PROBLEM REQUIREMENTS -
Return exactly the lines below, starting with the one that has "Phrase: white trim" and going on through the one that has "Phrase: white wall".

INFORMATION GIVEN -
==============================

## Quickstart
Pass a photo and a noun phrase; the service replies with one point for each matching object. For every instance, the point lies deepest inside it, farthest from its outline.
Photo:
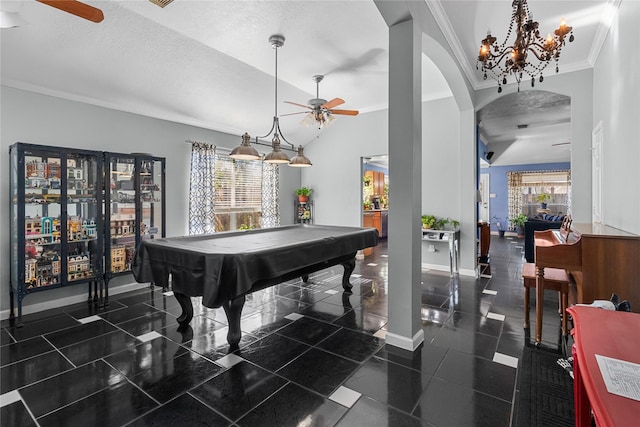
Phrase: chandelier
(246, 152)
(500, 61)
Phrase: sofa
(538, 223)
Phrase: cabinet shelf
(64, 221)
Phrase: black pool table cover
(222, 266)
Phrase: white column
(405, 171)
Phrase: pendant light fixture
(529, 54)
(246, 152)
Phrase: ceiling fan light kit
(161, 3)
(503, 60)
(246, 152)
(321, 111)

==============================

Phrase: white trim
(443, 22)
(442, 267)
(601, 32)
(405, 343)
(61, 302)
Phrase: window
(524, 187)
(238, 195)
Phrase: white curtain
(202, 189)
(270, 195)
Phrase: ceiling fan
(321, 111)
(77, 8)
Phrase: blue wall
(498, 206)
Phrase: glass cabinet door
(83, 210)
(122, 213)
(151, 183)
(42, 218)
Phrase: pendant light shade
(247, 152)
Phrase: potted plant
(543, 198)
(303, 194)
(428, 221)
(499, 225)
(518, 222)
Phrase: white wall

==============================

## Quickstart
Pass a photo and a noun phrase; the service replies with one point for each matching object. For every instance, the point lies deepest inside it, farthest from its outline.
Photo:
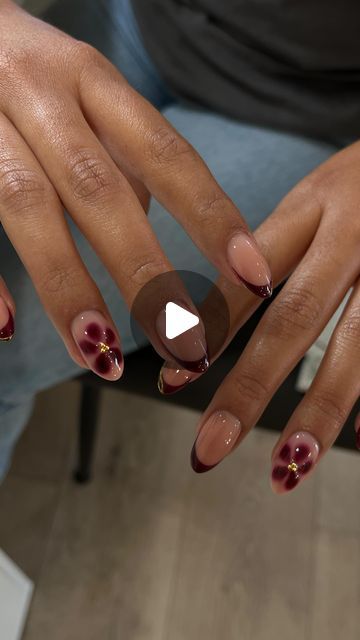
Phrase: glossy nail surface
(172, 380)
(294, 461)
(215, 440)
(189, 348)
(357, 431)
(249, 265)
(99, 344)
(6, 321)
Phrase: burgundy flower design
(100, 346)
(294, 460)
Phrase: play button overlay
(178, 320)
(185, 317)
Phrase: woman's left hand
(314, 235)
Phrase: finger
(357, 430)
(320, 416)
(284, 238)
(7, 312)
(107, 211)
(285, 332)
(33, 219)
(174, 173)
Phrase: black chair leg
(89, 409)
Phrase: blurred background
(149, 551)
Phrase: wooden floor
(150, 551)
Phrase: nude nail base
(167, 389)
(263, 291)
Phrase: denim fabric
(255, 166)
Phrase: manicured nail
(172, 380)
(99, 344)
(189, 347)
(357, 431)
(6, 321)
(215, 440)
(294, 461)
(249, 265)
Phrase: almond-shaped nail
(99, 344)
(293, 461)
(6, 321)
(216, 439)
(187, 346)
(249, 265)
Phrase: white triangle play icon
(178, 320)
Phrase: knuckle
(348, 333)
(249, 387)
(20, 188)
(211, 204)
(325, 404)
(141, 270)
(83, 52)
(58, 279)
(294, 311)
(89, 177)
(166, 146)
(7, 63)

==============================

EXERCISE SOLUTION -
Phrase: white trim
(443, 22)
(442, 267)
(601, 32)
(405, 343)
(61, 302)
Phrase: window
(524, 187)
(238, 195)
Phrase: white curtain
(202, 189)
(270, 195)
Phrase: ceiling fan
(321, 111)
(77, 8)
Phrase: blue wall
(498, 206)
Phrase: glass cabinet door
(83, 210)
(122, 213)
(151, 183)
(42, 218)
Phrase: pendant light shade
(247, 152)
Phrase: potted plant
(543, 198)
(303, 194)
(428, 221)
(499, 225)
(518, 222)
Phrase: white wall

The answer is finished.